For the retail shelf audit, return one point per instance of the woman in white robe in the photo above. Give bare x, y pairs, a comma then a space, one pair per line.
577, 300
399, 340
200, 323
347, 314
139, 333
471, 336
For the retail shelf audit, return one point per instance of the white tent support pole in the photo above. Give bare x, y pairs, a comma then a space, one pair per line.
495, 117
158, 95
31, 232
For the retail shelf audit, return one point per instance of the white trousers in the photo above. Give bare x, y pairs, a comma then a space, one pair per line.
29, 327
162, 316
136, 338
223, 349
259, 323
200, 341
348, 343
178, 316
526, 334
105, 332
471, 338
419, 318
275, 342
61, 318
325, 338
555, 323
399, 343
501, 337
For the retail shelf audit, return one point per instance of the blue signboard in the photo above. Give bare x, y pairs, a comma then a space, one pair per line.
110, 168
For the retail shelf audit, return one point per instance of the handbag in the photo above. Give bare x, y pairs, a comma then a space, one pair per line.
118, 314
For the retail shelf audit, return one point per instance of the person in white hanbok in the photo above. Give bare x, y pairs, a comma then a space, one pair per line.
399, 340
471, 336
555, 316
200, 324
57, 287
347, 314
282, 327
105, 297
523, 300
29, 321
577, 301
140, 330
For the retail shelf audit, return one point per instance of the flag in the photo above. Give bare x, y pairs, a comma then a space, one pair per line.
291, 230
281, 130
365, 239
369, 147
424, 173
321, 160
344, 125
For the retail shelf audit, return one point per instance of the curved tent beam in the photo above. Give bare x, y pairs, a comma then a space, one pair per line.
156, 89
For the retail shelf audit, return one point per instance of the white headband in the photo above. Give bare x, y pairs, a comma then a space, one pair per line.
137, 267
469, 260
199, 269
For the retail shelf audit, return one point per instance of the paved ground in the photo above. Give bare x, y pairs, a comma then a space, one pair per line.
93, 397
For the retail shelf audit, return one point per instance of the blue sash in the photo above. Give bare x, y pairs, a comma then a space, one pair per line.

________________________

» **REQUIREMENTS**: Can you reproduce all the records above with "store inventory check" substituted for "retail shelf audit" wherever it occurs, leaving everything else unchanged?

» **PROBLEM SOLUTION**:
For the store inventory check, return one point per instance of the woman in white robe in the photo above. Give bare x, y pairs, a comma then a space, one pair per line.
577, 300
399, 340
200, 323
347, 314
139, 333
471, 336
For the store inventory check, return one point per instance of the white tent support pole in the photo above. Give bare x, y pairs, a comma then a space, one pair per line.
495, 117
158, 95
31, 232
For the store inventory check, return one point per instance of the white trousers in the photo above. Give bare x, y pairs, a comma then a space, one pair per line.
29, 327
162, 316
136, 338
223, 349
259, 323
200, 341
348, 343
178, 316
526, 334
105, 332
471, 338
419, 318
275, 342
61, 318
325, 338
555, 323
399, 343
501, 337
For the store inventory check, return one point per instance of the blue signboard in the photo above. Give bare x, y pairs, a comma then a space, one pair per line.
110, 168
For the store inventory check, return one point per instance of the handbag in the photo above. Give bare x, y pairs, a comma then a space, one pair per line.
118, 314
For the store inventory check, return one point per instance of the person in white hanbok in the photo above. Give bare x, y pairs, a comma then a space, one pair per line.
399, 340
471, 336
555, 316
200, 324
57, 287
347, 314
282, 327
105, 297
523, 300
29, 321
577, 301
140, 330
For the store inventory check, return one point per instance of the flag in the photo above. Give bare x, y pairs, a comma then a space, one pair per line.
291, 230
281, 130
365, 239
369, 147
424, 173
321, 160
344, 125
For the store inventory check, return one point per instance of the curved tent beam in the photo above. Give bare x, y pairs, a comma then a space, one pair per line.
156, 89
For the store inventory check, return one point per instance of the white headband in the photo above. Give bare x, y pairs, a comma then a space, one pair per line.
137, 267
469, 260
199, 269
For the store inventory check, return one point per instance of the paved ground in the photo above. Give bare x, y pairs, a comma then a space, one pair per line.
93, 397
For the store inventory check, return one point per instance of the blue sash in the photo above. Give bare x, y pairs, a comma then a space, one pair per line.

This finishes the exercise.